Retype all data exactly as given. Pictures should not be retyped.

Segmentation mask data
_ _ _
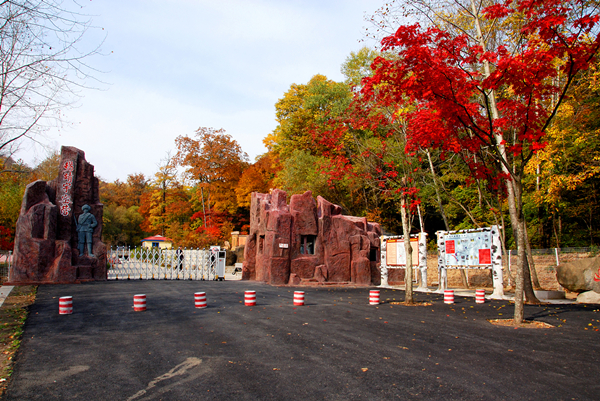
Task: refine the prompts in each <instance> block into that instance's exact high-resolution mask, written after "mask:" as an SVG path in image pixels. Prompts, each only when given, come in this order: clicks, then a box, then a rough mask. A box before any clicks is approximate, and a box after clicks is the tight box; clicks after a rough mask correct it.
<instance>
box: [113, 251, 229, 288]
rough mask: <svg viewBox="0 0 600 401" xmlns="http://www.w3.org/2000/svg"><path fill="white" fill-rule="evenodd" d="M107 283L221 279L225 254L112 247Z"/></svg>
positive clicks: (186, 251)
mask: <svg viewBox="0 0 600 401" xmlns="http://www.w3.org/2000/svg"><path fill="white" fill-rule="evenodd" d="M107 260H108V264H109V268H108V274H107V276H108V277H107V278H108V279H109V280H133V279H139V280H224V276H225V251H222V250H221V249H220V248H219V247H218V246H214V247H210V249H183V250H181V252H178V251H177V250H171V249H158V248H137V249H126V248H120V247H118V248H116V249H113V248H111V249H110V250H109V251H108V255H107Z"/></svg>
_ _ _
## SOLUTION TO THIS EXERCISE
Task: refine the prompts in each <instance> block into that instance's exact high-resolution mask, written after "mask:" as an SVG path in image pixels. Prompts, each only when given, come in this order: clicks, then a box, then a rough mask. A box before any clicks is approximate, and a box after clicks is the tight box; clicks after a rough mask correct it.
<instance>
box: [113, 251, 229, 288]
rough mask: <svg viewBox="0 0 600 401" xmlns="http://www.w3.org/2000/svg"><path fill="white" fill-rule="evenodd" d="M107 283L221 279L225 254L112 247Z"/></svg>
positive clicks: (186, 251)
mask: <svg viewBox="0 0 600 401" xmlns="http://www.w3.org/2000/svg"><path fill="white" fill-rule="evenodd" d="M107 260H108V264H109V268H108V274H107V276H108V277H107V278H108V279H109V280H133V279H139V280H224V276H225V251H222V250H221V249H220V248H219V247H218V246H214V247H210V249H183V250H181V252H178V251H177V250H171V249H158V248H137V249H126V248H120V247H118V248H116V249H113V248H111V249H110V250H109V251H108V255H107Z"/></svg>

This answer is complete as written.